Some records:
——
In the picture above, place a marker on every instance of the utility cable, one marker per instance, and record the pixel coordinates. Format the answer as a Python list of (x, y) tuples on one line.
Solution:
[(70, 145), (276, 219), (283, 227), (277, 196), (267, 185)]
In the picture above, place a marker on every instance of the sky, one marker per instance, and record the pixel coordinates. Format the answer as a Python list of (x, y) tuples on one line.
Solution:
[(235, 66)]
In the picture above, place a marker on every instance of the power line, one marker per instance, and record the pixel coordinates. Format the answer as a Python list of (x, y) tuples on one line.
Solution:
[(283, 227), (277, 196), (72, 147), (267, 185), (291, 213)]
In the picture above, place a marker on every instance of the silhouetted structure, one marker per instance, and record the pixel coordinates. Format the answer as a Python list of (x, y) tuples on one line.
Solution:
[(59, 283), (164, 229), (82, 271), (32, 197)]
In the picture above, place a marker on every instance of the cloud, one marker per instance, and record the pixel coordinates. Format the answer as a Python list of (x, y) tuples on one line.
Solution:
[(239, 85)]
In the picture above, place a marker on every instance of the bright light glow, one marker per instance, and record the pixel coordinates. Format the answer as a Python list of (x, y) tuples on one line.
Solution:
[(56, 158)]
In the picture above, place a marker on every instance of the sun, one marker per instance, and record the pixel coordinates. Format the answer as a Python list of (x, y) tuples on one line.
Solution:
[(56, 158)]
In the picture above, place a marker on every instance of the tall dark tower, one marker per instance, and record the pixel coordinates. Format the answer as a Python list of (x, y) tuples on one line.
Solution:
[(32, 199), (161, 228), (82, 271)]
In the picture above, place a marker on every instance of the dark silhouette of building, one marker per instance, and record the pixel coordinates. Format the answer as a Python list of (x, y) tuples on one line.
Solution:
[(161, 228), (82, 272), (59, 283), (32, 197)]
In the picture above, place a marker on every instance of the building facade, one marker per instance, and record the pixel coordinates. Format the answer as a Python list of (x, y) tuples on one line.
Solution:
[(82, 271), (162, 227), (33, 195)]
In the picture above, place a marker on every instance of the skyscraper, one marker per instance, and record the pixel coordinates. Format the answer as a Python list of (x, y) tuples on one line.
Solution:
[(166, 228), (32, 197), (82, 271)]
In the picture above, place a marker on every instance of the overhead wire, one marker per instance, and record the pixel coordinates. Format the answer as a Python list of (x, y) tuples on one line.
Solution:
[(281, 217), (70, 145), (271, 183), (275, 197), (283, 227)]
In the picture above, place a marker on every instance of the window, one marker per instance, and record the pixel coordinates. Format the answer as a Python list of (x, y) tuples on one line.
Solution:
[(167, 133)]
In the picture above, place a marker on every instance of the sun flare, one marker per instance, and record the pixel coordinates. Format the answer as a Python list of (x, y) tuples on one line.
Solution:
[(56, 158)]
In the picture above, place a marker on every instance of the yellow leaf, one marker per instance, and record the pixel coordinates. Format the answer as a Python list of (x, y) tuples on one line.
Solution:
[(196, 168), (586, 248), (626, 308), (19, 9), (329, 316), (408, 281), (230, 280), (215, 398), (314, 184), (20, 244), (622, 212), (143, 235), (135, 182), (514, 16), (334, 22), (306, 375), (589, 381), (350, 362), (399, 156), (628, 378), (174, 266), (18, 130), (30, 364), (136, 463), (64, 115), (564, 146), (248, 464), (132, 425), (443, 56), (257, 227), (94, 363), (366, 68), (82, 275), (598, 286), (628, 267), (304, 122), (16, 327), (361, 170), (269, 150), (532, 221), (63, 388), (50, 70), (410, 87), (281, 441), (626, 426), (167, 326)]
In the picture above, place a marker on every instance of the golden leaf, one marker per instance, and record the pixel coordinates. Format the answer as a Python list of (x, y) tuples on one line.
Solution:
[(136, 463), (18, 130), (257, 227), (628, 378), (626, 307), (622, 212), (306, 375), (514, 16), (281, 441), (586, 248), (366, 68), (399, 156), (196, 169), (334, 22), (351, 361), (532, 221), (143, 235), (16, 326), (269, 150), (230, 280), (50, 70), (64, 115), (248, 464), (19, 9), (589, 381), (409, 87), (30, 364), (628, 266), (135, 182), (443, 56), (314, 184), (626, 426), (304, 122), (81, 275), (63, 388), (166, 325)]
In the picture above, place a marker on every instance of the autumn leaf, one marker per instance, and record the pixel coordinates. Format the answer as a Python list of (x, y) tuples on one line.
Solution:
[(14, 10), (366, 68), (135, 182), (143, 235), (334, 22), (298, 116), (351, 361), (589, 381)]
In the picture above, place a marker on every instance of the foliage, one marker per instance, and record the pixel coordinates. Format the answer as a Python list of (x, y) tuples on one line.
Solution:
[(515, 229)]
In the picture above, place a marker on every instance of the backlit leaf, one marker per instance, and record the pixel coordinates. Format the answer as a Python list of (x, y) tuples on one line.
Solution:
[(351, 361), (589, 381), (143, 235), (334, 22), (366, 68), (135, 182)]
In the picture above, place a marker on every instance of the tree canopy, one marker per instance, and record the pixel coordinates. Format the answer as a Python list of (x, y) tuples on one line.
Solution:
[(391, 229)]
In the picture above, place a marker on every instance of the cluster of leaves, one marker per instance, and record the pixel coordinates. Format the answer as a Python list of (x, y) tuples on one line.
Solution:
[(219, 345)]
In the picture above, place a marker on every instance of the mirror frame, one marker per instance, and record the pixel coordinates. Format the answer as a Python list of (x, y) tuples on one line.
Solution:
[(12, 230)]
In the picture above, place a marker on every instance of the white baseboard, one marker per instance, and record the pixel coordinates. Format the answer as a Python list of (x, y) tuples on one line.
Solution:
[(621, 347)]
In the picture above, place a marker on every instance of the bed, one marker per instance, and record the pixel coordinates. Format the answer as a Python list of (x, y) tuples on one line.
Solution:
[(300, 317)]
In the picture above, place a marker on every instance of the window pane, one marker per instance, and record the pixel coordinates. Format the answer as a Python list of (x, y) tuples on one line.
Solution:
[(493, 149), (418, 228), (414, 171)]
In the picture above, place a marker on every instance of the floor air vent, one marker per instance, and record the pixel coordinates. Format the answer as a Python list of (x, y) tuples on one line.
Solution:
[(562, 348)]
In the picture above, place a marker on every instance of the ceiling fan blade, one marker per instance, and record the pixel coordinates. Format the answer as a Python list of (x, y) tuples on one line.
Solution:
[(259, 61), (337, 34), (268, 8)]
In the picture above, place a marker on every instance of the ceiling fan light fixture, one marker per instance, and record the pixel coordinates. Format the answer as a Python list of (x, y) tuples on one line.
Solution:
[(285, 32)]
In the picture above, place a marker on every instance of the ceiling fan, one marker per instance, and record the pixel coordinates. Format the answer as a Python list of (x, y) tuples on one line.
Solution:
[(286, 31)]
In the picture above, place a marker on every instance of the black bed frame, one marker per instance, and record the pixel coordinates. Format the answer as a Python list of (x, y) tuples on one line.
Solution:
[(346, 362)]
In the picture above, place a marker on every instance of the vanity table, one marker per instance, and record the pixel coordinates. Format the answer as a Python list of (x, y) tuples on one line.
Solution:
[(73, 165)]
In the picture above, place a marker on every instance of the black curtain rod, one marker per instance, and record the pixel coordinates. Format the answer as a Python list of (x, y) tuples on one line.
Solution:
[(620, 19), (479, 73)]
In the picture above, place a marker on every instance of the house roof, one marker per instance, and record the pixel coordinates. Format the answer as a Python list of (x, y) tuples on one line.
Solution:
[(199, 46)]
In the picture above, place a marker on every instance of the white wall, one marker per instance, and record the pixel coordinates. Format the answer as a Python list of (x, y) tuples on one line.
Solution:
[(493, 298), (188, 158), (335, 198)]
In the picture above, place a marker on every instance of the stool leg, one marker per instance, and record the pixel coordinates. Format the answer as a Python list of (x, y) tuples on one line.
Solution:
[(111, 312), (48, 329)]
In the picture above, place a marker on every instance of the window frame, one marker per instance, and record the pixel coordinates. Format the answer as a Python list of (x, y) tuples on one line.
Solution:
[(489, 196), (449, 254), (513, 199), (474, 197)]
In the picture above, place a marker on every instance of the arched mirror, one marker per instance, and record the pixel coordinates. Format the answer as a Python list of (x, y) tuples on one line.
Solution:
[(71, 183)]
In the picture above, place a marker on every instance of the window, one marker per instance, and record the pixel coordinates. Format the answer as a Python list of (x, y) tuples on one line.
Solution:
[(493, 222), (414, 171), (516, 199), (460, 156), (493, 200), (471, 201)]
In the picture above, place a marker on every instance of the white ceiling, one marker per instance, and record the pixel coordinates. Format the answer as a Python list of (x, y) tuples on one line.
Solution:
——
• SET EXERCISE: Copy the records from the line containing "of the vanity" through the line containing "[(493, 298), (188, 158), (335, 198)]", including both of those lines and keeping the requests as they are. Multiply every coordinate in the answers by 0.55, and round each result to a whole number, with halves rounding up.

• RESPONSE TO THIS TASK:
In the picture above, place a marker on every instance of the vanity table, one marker per instance, and record the pixel coordinates. Format the answer as a Python list of (x, y) tuples on one line.
Solution:
[(40, 91)]
In the picture above, place a marker on every instance of the black curtain rod, one marker per instance, and record the pixel coordinates. Format the answer as a Python list of (x, y) tuples on one line.
Solution:
[(341, 10), (263, 40)]
In the picture above, place a marker on every instance of the house roof, one marker per instance, and record the pixel coordinates. Format the answer as a Python list of (x, y) tuples on one line.
Solution:
[(109, 25)]
In the picture above, place a marker on every instance of the white wall, one marker per instance, and record the pixel coordinates. Format the answer as a Python list of (x, y) tuples on one line.
Solution:
[(271, 164), (103, 87), (184, 109)]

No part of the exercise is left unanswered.